SOURCE INFORMATION Start Marker

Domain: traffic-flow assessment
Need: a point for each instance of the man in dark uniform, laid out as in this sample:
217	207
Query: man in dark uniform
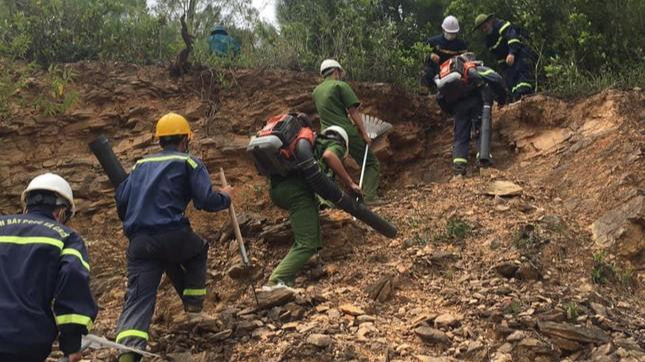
44	276
444	46
151	202
514	58
469	97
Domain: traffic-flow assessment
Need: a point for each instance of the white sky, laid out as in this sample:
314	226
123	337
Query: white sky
266	8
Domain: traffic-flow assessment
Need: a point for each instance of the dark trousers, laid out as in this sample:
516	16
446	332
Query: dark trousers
182	255
5	357
467	119
519	77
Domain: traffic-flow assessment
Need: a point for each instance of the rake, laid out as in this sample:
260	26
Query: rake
375	128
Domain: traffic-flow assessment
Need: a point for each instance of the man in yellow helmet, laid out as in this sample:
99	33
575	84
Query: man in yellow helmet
151	202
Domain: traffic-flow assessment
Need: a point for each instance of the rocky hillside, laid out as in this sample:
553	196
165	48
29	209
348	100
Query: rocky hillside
538	259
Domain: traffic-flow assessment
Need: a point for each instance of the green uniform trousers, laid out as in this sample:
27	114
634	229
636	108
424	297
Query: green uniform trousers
372	168
293	195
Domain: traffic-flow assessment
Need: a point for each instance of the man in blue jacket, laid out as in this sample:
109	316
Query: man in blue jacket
44	276
222	44
444	46
151	202
468	93
514	58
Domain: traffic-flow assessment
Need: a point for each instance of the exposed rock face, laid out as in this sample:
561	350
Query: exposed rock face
622	229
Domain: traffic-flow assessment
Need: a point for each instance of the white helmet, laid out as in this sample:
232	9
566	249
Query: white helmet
328	64
450	25
341	132
51	182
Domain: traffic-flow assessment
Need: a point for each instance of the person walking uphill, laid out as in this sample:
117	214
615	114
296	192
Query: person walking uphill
467	89
444	46
337	105
514	58
293	192
44	276
151	202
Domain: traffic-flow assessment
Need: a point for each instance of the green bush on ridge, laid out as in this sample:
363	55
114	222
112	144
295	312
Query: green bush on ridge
583	46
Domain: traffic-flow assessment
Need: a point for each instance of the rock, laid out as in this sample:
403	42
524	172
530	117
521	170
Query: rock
574	333
431	335
474	352
501	357
534	346
236	271
623	229
364	330
423	358
528	271
333	314
423	318
599	309
383	289
365	319
351	310
507	269
180	357
245	328
274	298
222	335
565	344
319	340
516	336
503	188
448	320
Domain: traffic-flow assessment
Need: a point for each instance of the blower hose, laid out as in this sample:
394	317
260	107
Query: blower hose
327	189
103	151
485	132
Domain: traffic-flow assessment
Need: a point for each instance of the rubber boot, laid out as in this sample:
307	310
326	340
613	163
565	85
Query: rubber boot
128	357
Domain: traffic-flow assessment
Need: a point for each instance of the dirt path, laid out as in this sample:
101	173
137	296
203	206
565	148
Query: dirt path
473	277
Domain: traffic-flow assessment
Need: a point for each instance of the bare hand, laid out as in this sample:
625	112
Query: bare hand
510	59
356	189
366	138
228	190
75	357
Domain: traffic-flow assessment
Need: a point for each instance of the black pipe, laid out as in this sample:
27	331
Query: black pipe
327	189
103	151
485	131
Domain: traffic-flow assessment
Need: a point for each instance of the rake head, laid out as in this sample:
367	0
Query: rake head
375	127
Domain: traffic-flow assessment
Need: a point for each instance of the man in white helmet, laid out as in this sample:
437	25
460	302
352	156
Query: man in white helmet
337	105
44	276
444	46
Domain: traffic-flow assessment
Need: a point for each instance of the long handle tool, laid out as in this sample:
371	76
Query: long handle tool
238	235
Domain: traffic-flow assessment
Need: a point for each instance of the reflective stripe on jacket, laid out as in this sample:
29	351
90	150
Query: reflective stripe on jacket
154	196
44	284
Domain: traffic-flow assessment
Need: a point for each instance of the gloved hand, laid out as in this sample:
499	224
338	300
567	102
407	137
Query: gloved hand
356	192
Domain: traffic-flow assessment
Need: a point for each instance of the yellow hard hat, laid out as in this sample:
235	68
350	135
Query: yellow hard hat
173	124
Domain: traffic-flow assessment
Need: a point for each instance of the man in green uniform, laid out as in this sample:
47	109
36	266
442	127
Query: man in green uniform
294	194
337	105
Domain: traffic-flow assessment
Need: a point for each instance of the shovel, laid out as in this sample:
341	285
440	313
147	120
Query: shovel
95	342
248	268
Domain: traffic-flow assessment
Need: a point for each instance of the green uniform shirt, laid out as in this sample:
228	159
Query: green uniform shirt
332	99
321	144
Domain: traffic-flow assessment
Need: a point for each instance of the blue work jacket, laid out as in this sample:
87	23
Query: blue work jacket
44	287
153	198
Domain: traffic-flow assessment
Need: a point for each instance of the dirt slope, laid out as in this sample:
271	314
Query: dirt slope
472	277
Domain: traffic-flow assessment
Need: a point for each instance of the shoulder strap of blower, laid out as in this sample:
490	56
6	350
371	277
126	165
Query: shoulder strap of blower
456	64
290	128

SOURCE INFORMATION End Marker

WHAT YOU WILL DO: Copy the material verbatim. The pictures are not part of the copy.

RESPONSE:
Domain: traffic-flow assessment
Need: a point for each instance of the man in dark uniform, laid out as in this sample:
217	207
Query: man in dark uniform
44	276
444	46
151	202
514	58
469	97
Domain: traffic-flow assessment
Need: a point for each instance of the white sky, laid out as in this sample:
314	226
123	337
Query: white sky
266	8
Domain: traffic-flow assessment
Need: a point for each instance of the dark trousers, laid out as in this sample:
516	16
446	332
Query: dark trousers
182	255
5	357
467	119
519	77
Domain: traffic-flow assessment
Need: a point for each instance of the rake, laid out as in this sample:
260	26
Query: rake
375	128
Domain: traffic-flow assessment
Need: a point for each instance of the man in yellow helmet, laid out as in this sample:
99	33
575	84
Query: man in yellow helmet
151	202
Domain: traffic-flow assessment
Need: a point for each instance of the rocky hillside, laid out as in this sample:
553	196
165	48
29	209
348	100
Query: rocky hillside
538	259
Domain: traffic-flow assessment
Need: a point for each instance of the green uniform trousers, laid out as in this sample:
27	114
634	229
636	108
424	297
Query: green uniform trousers
372	168
293	195
Domain: traffic-flow assessment
Need: a point for each instance of the man in blue jacket, laid out as in this sample:
109	316
Query: man in blue jacket
44	276
222	44
444	46
151	202
468	93
514	58
Domain: traffic-flow assessment
Need: a point for each instance of the exposed rock face, laid out as in this sample:
561	350
Query: exposed rock face
622	229
Domain: traffic-flow assessment
Need: a point for each instance of the white helmet, laid out as in this sample:
232	9
566	249
Query: white helmet
328	64
450	25
341	132
51	182
Domain: traffic-flow assessment
Need: a point for each instance of the person walking uphill, laid out as in this sample:
117	214
615	114
296	192
Query: person walking uphill
467	89
444	46
337	105
514	58
293	192
44	276
151	202
Domain: traffic-flow assessment
Need: a point for each instance of the green bush on ridge, laid out as in this sample:
363	55
114	222
112	144
295	312
Query: green bush on ridge
583	46
Domain: traffic-flow assessment
Need: a point for each instance of the rock, laid out as in this sample:
403	42
524	172
530	117
521	170
Query: rock
574	333
431	335
474	352
501	357
534	346
236	271
623	229
364	330
423	358
528	271
333	314
423	318
599	309
383	289
365	319
351	310
507	269
180	357
245	328
274	298
222	335
565	344
319	340
516	336
503	188
448	320
Domain: traffic-flow assessment
Need: a point for each instance of the blower hose, laid out as in this sample:
394	317
260	107
Query: blower hose
327	189
103	151
485	132
Domain: traffic-flow assessment
Need: a point for each instance of the rubber boot, laid out as in this sample:
307	310
326	340
613	163
565	85
Query: rubber boot
128	357
Domain: traffic-flow assessment
Need: a point for each instance of the dirt path, laid out as in this sample:
101	173
137	296
203	206
565	148
Query: dirt path
473	277
Domain: traffic-flow assessment
Need: a point for each instance of the bare hand, laid out as in this sample:
625	112
Query: bare hand
510	59
356	189
366	138
228	190
75	357
Domain: traffic-flow assessment
Need: a point for each instance of the black pipe, laid out as in this sample:
27	331
Query: black pipe
327	189
103	151
485	131
Domain: traffic-flow assessment
Need: a point for each instance of the rake head, laid out as in this sample:
367	0
Query: rake head
375	127
Domain: traffic-flow assessment
Need: a point for each instance of the man in white helmet, laid out as in this sample:
437	25
460	302
352	156
Query: man in white helmet
337	105
44	276
444	46
Domain: traffic-flow assessment
Need: a point for each instance of the long handle tool, laid out as in this sample:
371	76
Query: long handle tool
238	235
Domain: traffic-flow assessment
Need: a point for each instance of the reflective stripe on jacket, laid out as in this sample:
29	351
90	150
Query: reflective stripe on jacket
154	196
44	284
Domain: traffic-flow assessment
Need: a point for each instance of the gloved hand, laid out as in this sample:
499	224
338	300
567	102
407	137
Query: gloved hand
356	192
Domain: traffic-flow assessment
Need: a point for each instance of the yellow hard hat, laid out as in this sample:
235	68
350	135
Query: yellow hard hat
173	124
Domain: traffic-flow assessment
Need: a point for each instance of the man in green uniform, laid out as in this sample:
47	109
36	266
442	127
Query: man in green uniform
294	194
337	105
Domain: traffic-flow assessment
Need: a point for each instance of the shovel, laid out as in this sample:
341	285
440	313
147	120
Query: shovel
95	342
248	268
Domain: traffic-flow assessment
Need: a point for each instance of the green uniform shirt, laid out as in this sample:
228	159
Query: green uniform shirt
332	99
321	144
Domain: traffic-flow assessment
Need: a point for each instance of the blue work jacket, laid out as in this sample:
87	23
Query: blue work jacket
44	287
153	198
Domain: traffic-flow assessment
Need: a point for each instance of the dirt slope, laid out as in this sample:
271	314
Query: dirt slope
472	277
Domain: traffic-flow assessment
Need: a point for each instance of the shoulder strap of blower, laid out as in this sample:
490	56
6	350
371	277
126	165
Query: shoulder strap of blower
456	64
290	128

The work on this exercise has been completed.